[Start of SUPPLIED MATERIAL]

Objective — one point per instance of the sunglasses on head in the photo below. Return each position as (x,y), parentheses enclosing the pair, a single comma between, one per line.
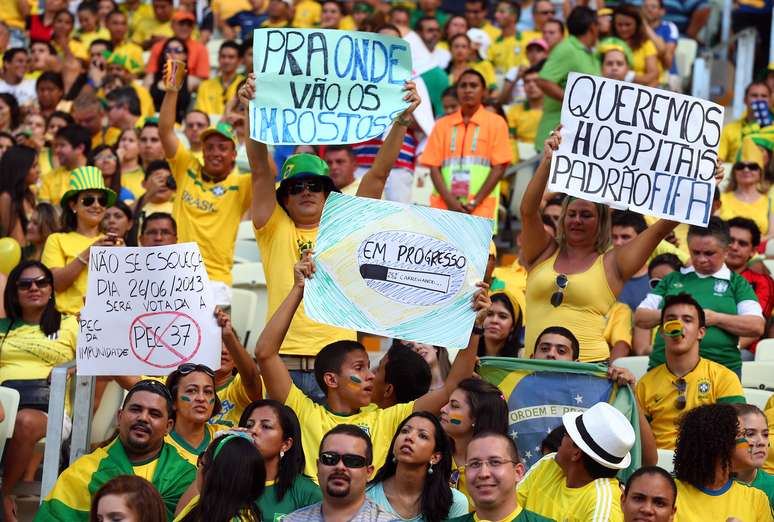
(558,296)
(298,187)
(749,165)
(153,386)
(39,282)
(88,201)
(185,369)
(681,386)
(331,458)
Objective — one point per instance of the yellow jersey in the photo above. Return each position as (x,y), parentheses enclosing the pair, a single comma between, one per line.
(708,383)
(768,466)
(544,491)
(213,95)
(209,212)
(281,244)
(735,500)
(61,249)
(316,420)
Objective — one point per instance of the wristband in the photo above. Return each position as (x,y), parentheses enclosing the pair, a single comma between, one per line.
(400,120)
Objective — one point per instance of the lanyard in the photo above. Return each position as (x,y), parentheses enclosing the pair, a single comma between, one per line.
(453,146)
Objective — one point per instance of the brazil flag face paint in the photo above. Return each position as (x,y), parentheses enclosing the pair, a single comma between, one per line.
(673,328)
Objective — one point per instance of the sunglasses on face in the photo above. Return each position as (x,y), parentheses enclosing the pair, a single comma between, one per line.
(558,296)
(749,165)
(681,386)
(90,200)
(40,283)
(185,369)
(298,187)
(350,460)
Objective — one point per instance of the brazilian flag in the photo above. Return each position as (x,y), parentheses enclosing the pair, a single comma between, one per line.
(540,392)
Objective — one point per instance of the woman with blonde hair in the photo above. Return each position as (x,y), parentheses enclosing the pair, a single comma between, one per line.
(575,279)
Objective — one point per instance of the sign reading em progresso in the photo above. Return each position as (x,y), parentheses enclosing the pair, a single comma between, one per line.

[End of SUPPLIED MATERIAL]

* TASK TO COMPLETE:
Without the pictures, restate all of the entries above verbatim.

* ANSWER TO THIS EXERCISE:
Objective — one point per instance of the sunglasses on head in the photo below. Return each position as (x,y), parentheses enclosing the pair, a single comma between, one per line.
(558,296)
(298,187)
(749,165)
(153,386)
(39,282)
(88,201)
(185,369)
(681,386)
(331,458)
Objective — one point per instance of the yellow jersey in the photo above. Return each position as (x,y), parentheses enclosing the pair, a single comma between, one per line.
(708,383)
(768,466)
(544,491)
(213,95)
(209,212)
(281,244)
(735,500)
(61,249)
(316,420)
Objective — one point per instance of the wristband in the photo above. Return each position as (x,y), parentheses enclosing the pair, a single comma between, one per line.
(400,120)
Objective — one point per instance of the lanyard in the photo above. Return each position as (x,y), parentheses enclosing the pair, a single comma between, one per line.
(453,146)
Objective — one point per instance of the brazil flag face paint in the photo above. Return each position as (x,y), parentheses enclosing the pair, a single comma between, one per line.
(673,328)
Objective — one point per instance of the sunglasses on face in the photo above. Return each position as (x,y), parentheses enclosing the pair, a single comma between, one per line.
(558,296)
(749,165)
(681,386)
(90,200)
(40,283)
(185,369)
(298,187)
(350,460)
Objective — one point per instance of the brazilian flag in the photo above. Return each position as (x,y), parentheses enclosing the pair, a single comma between, one per line.
(540,392)
Objective — one point per instance of the woman with blonde hair in the photo above. Return each position as (x,y), parentheses enclosing the pair, a single comma between, one per line.
(575,279)
Objective — one point per instance of the sign reading em progresso in the photo above. Return each position as (x,y), parentheses enclosing the pair, a single comma between, one per line.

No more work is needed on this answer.